• [AIM A]
In the lunar shots thread, which camera does Scarecrow say was used for the moon photos?

• [DOCUMENT SECTION]
· · · · ·
# Lunar shots



## Scarecrow (Dec 12, 2011)

ok tonight I was trying some shots of the moon first time and can't figure out what exactly I did wrong. I got this big white spot from the moon and then off to the left you see something in the sky that looks like the moon only not in focus. any help would be great. Note I have not croped any of these yet as I do not think they are worth saving but I want to know what I did wrong. I was using a tripod and switch when taking these however I did not lock the mirror as I dnt know how to with my 5D if that really matters.
ISO 400 300MM F4 1/6 SEC



ISO 320 300mm F/8 3 SEC



ISO 320 300mm F/4 1/13 sec




Thanks for any help and tips you guys and gals can offer.


----------



## cgipson1 (Dec 12, 2011)

You have a filter on the lens, don't you? Take it off and try again.. problem should go away!


----------



## Scarecrow (Dec 12, 2011)

OMG I am just going to burry my head in the dirt!!!!!!!!!!


----------



## cgipson1 (Dec 12, 2011)

Scarecrow said:


> OMG I am just going to burry my head in the dirt!!!!!!!!!!




hahahaha... no need for that! It happened to me long ago... that is how I know what it is!


----------



## Scuba (Dec 12, 2011)

ok the filter is one problem.  The second is that it was shot in auto mode and matrix metering.  The shots are way overexposed.  Put it on spot metering and adjust settings to the brightness of the moon not the whole frame.  That is why the moon seems blurry is because of the massive overexposure.


----------



## cgipson1 (Dec 12, 2011)
· · · · ·
• [AIM B]
Format the lines of the listing as a Markdown table with the columns Row and Line, starting with the line containing "Tag a single point on each instance of the tailgate" and going on through the last line of the listing. Leave out blank lines.
· · · · ·
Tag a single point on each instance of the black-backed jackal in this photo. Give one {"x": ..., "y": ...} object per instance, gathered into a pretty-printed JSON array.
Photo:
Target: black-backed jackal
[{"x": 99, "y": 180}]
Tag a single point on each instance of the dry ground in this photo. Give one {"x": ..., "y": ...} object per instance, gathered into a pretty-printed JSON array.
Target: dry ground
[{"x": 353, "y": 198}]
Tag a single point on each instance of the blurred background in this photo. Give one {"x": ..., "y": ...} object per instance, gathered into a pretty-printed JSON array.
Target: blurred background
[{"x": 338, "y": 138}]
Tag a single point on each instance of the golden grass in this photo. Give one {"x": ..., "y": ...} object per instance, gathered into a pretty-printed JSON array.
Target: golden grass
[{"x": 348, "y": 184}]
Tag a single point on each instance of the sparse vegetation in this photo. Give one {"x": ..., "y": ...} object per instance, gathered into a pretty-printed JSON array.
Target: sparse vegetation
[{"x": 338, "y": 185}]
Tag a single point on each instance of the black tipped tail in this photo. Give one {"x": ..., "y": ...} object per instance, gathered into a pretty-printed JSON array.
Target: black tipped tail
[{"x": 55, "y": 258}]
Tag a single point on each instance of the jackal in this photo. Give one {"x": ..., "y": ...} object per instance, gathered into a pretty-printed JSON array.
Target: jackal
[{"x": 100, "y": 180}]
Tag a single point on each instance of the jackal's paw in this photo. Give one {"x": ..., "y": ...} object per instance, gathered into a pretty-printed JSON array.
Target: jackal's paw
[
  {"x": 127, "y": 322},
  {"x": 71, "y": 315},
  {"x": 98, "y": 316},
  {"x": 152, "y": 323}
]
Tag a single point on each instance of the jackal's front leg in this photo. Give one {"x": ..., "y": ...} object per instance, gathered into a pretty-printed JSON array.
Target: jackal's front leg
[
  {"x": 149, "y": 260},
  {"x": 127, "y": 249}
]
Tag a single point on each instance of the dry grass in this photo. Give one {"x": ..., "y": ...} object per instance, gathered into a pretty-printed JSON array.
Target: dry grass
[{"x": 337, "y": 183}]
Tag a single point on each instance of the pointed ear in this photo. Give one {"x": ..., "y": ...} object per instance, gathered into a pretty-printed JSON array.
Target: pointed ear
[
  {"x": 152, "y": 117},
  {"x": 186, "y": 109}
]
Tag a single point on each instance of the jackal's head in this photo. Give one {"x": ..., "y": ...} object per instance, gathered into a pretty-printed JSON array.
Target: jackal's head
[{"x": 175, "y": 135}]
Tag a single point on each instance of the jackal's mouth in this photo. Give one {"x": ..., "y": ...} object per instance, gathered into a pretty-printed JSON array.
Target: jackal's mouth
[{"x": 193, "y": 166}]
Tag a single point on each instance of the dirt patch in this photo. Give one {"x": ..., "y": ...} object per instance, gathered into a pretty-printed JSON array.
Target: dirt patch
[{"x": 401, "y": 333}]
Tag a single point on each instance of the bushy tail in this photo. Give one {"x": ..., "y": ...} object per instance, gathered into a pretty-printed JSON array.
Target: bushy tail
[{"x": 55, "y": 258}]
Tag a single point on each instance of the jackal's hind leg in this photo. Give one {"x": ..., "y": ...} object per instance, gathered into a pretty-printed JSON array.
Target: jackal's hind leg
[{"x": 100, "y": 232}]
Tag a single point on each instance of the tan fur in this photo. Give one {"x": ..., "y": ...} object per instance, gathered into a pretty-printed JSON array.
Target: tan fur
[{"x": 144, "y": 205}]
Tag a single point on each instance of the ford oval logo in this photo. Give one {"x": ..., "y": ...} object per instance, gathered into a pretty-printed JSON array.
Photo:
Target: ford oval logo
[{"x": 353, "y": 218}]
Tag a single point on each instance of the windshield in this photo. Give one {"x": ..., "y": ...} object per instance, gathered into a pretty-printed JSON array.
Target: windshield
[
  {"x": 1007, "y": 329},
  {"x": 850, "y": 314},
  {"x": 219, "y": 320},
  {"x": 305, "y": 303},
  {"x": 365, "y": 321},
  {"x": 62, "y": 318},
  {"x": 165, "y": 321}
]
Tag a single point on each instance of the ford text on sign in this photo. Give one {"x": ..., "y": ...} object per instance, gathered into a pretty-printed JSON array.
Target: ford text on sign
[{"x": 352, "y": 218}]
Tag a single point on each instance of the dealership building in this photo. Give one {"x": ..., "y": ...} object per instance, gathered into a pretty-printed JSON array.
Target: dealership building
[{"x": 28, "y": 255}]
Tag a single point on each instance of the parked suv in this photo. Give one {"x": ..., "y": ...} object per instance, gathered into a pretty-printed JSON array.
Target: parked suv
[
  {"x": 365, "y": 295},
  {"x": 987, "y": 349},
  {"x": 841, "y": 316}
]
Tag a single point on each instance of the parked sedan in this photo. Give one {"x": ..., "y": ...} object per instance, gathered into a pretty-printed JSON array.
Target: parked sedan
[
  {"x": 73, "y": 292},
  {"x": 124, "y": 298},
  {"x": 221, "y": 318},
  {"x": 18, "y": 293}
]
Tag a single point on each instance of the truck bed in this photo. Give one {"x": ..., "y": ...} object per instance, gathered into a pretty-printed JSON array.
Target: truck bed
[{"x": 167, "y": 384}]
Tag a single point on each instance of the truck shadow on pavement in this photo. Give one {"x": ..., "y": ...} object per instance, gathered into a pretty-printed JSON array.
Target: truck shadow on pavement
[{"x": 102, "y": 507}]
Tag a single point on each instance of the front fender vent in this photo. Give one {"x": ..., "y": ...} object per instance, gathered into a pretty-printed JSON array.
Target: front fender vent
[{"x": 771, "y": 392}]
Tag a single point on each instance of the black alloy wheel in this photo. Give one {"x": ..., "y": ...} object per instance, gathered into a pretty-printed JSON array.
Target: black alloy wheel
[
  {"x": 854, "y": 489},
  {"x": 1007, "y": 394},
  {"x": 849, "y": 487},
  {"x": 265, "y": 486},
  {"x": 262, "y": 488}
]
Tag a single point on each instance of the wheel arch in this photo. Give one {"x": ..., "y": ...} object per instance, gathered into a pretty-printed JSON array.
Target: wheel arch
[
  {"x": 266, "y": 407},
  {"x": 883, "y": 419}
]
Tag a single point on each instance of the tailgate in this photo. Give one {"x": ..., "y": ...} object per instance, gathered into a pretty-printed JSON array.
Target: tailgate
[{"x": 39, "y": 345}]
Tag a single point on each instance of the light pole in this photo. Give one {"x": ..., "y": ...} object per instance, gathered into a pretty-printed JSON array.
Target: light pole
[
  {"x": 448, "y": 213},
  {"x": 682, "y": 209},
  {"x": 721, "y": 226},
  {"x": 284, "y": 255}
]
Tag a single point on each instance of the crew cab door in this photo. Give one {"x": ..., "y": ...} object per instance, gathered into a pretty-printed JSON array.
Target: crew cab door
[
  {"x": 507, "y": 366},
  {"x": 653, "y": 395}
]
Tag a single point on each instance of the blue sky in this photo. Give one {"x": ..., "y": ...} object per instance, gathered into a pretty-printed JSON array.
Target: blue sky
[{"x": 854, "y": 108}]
· · · · ·
• [RIGHT ANSWER A]
A 5D.

• [RIGHT ANSWER B]
| Row | Line |
|---|---|
| 1 | Tag a single point on each instance of the tailgate in this photo. Give one {"x": ..., "y": ...} object per instance, gathered into a pretty-printed JSON array. |
| 2 | Target: tailgate |
| 3 | [{"x": 39, "y": 345}] |
| 4 | Tag a single point on each instance of the light pole in this photo. Give one {"x": ..., "y": ...} object per instance, gathered into a pretty-printed JSON array. |
| 5 | Target: light pole |
| 6 | [ |
| 7 |   {"x": 448, "y": 213}, |
| 8 |   {"x": 682, "y": 209}, |
| 9 |   {"x": 721, "y": 226}, |
| 10 |   {"x": 284, "y": 255} |
| 11 | ] |
| 12 | Tag a single point on each instance of the crew cab door in this photo. Give one {"x": ..., "y": ...} object per instance, gathered into a pretty-printed JSON array. |
| 13 | Target: crew cab door |
| 14 | [ |
| 15 |   {"x": 507, "y": 366}, |
| 16 |   {"x": 653, "y": 395} |
| 17 | ] |
| 18 | Tag a single point on each instance of the blue sky in this photo. Give one {"x": ..., "y": ...} object per instance, gathered into a pretty-printed JSON array. |
| 19 | Target: blue sky |
| 20 | [{"x": 854, "y": 108}] |